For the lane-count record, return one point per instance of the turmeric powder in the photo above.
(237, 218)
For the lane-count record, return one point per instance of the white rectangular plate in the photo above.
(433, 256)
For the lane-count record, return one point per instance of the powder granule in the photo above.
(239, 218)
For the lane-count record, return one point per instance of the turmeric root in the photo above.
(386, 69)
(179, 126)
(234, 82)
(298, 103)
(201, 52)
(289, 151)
▬▬▬▬▬▬
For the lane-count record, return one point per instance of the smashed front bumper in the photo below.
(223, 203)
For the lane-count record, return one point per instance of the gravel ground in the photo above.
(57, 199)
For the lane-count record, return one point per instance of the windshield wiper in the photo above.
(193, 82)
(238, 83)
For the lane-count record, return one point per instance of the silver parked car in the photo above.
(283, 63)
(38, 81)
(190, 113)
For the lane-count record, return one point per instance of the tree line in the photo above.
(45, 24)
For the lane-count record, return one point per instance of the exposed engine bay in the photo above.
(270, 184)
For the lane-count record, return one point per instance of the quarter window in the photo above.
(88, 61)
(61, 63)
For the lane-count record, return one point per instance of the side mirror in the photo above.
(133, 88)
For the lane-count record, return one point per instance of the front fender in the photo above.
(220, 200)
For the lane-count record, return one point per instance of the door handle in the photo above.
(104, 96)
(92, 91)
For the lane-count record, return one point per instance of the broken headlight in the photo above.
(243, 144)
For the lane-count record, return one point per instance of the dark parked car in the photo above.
▬▬▬▬▬▬
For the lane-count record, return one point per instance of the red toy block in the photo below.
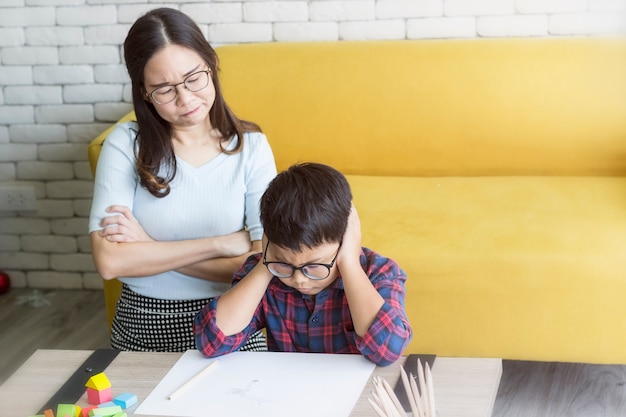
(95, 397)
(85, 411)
▬▬▬▬▬▬
Please gather every line of the listing above that contains the word "front".

For the lane-count record, return one point per instance of the smashed front bumper in the photo below.
For the lane-count record, return one point per instance of the front fender in the photo above.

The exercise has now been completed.